_Given records_:
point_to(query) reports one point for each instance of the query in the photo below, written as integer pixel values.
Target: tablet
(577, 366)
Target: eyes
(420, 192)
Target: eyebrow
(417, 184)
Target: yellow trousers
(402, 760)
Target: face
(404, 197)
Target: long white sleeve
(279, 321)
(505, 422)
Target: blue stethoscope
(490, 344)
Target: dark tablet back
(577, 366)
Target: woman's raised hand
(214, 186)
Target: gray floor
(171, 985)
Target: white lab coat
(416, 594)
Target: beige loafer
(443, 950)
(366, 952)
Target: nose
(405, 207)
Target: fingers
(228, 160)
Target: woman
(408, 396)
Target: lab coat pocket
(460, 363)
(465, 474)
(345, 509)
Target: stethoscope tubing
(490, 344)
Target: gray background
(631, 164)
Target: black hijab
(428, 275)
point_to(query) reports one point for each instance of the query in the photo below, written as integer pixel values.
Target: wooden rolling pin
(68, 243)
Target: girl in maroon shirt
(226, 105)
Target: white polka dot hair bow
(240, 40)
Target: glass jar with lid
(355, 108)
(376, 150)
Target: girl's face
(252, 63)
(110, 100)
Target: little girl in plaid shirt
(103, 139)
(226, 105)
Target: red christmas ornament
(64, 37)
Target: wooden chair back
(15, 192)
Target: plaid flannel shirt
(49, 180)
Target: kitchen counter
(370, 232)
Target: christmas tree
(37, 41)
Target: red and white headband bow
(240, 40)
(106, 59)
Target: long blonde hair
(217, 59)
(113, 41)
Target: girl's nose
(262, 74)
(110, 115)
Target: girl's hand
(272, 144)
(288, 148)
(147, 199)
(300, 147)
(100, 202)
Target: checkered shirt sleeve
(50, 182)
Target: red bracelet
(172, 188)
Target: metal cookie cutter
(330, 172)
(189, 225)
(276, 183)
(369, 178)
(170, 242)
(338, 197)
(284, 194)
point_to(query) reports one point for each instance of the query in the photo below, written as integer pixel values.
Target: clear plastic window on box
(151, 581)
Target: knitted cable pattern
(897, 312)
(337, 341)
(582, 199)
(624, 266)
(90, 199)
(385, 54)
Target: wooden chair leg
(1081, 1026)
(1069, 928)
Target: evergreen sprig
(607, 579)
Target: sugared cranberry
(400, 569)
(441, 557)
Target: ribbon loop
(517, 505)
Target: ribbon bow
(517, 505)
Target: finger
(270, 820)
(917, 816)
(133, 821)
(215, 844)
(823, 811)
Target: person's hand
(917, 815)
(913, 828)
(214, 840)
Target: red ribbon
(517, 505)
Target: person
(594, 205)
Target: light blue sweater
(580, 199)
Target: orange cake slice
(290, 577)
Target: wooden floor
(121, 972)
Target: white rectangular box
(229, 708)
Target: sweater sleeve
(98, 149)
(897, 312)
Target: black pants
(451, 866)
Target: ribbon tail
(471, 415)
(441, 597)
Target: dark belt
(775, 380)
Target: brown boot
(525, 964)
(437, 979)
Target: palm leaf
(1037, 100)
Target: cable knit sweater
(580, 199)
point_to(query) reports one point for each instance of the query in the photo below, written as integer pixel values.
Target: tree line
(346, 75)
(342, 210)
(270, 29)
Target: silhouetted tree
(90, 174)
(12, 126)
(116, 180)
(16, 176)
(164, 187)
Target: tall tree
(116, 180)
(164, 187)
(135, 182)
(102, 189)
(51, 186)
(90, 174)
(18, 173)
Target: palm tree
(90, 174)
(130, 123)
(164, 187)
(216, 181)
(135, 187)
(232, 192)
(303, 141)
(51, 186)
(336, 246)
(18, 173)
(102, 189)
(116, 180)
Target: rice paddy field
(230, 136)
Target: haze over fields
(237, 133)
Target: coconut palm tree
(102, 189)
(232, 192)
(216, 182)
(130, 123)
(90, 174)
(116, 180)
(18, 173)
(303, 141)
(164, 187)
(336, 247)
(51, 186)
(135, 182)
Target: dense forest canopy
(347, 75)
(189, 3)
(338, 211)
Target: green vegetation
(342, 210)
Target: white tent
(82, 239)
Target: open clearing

_Written task_:
Repeat every entry exactly as written above.

_Correct response_:
point_to(query) reports one point for each instance of the query in the photo below, written as integer pixel values.
Target: tablet
(577, 366)
Target: eyes
(420, 192)
Target: eyebrow
(417, 184)
Target: yellow trousers
(402, 760)
Target: face
(404, 197)
Target: long white sleeve
(279, 321)
(505, 422)
Target: blue stethoscope
(490, 344)
Target: dark tablet back
(577, 366)
Target: woman's raised hand
(214, 186)
Target: gray floor
(171, 985)
Target: white lab coat
(416, 594)
Target: beige loafer
(443, 950)
(366, 952)
Target: nose
(405, 207)
Target: fingers
(228, 160)
Target: woman
(408, 396)
Target: lab coat pocket
(460, 363)
(465, 474)
(345, 509)
Target: stethoscope tubing
(490, 344)
Target: gray background
(631, 164)
Target: black hijab
(428, 275)
point_to(query) reports one point for each instance of the query in the photo below, written as integer pixel values.
Target: wooden rolling pin
(68, 243)
Target: girl in maroon shirt
(226, 105)
Target: white polka dot hair bow
(240, 40)
Target: glass jar with lid
(355, 108)
(376, 150)
Target: girl's face
(252, 63)
(110, 100)
Target: little girl in plaid shirt
(103, 139)
(226, 105)
Target: red christmas ornament
(64, 37)
Target: wooden chair back
(15, 192)
Target: plaid flannel shirt
(49, 180)
Target: kitchen counter
(370, 232)
Target: christmas tree
(37, 41)
Target: red and white headband bow
(240, 40)
(106, 59)
Target: long blonde hair
(217, 59)
(113, 41)
Target: girl's nose
(262, 74)
(110, 115)
Target: girl's hand
(272, 144)
(288, 148)
(147, 199)
(300, 147)
(100, 202)
Target: checkered shirt sleeve
(50, 182)
Target: red bracelet
(172, 188)
Target: metal cookie cutter
(330, 172)
(189, 225)
(276, 183)
(369, 178)
(170, 242)
(338, 197)
(284, 194)
point_to(query) reports one point for each instance of the query in the photo below, written as integer pixel values.
Target: clear plastic window on box
(151, 581)
Target: knitted cable pattern
(897, 312)
(337, 341)
(582, 199)
(624, 266)
(90, 199)
(385, 54)
Target: wooden chair leg
(1081, 1026)
(1069, 928)
Target: evergreen sprig
(607, 579)
Target: sugared cranberry
(400, 569)
(441, 557)
Target: ribbon loop
(517, 505)
Target: ribbon bow
(517, 505)
Target: finger
(270, 820)
(917, 816)
(133, 821)
(215, 844)
(823, 811)
Target: person's hand
(917, 815)
(913, 828)
(214, 840)
Target: red ribbon
(517, 505)
Target: person
(594, 205)
Target: light blue sweater
(580, 199)
Target: orange cake slice
(290, 577)
Target: wooden floor
(121, 972)
Target: white rectangular box
(229, 708)
Target: sweater sleeve
(98, 149)
(897, 312)
Target: black pants
(451, 866)
Target: ribbon tail
(471, 415)
(441, 597)
Target: dark belt
(775, 380)
Target: brown boot
(525, 964)
(437, 979)
Target: palm leaf
(1037, 100)
Target: cable knit sweater
(580, 199)
point_to(query) reports one point for each instance of the query in the photo below, written as integer pixel values.
Target: tree line
(346, 75)
(342, 210)
(270, 29)
Target: silhouetted tree
(90, 174)
(12, 126)
(116, 180)
(16, 176)
(164, 187)
Target: tall tree
(116, 180)
(164, 187)
(135, 182)
(102, 189)
(51, 186)
(90, 174)
(18, 173)
Target: palm tree
(90, 174)
(130, 123)
(164, 187)
(216, 181)
(135, 187)
(232, 192)
(303, 141)
(51, 186)
(336, 246)
(18, 173)
(102, 189)
(116, 180)
Target: rice paddy field
(230, 136)
Target: haze over fields
(237, 133)
Target: coconut palm tree
(102, 189)
(232, 192)
(216, 182)
(130, 123)
(90, 174)
(116, 180)
(18, 173)
(303, 141)
(164, 187)
(336, 247)
(51, 186)
(135, 182)
Target: dense forest canopy
(347, 75)
(189, 3)
(338, 211)
Target: green vegetation
(342, 210)
Target: white tent
(82, 239)
Target: open clearing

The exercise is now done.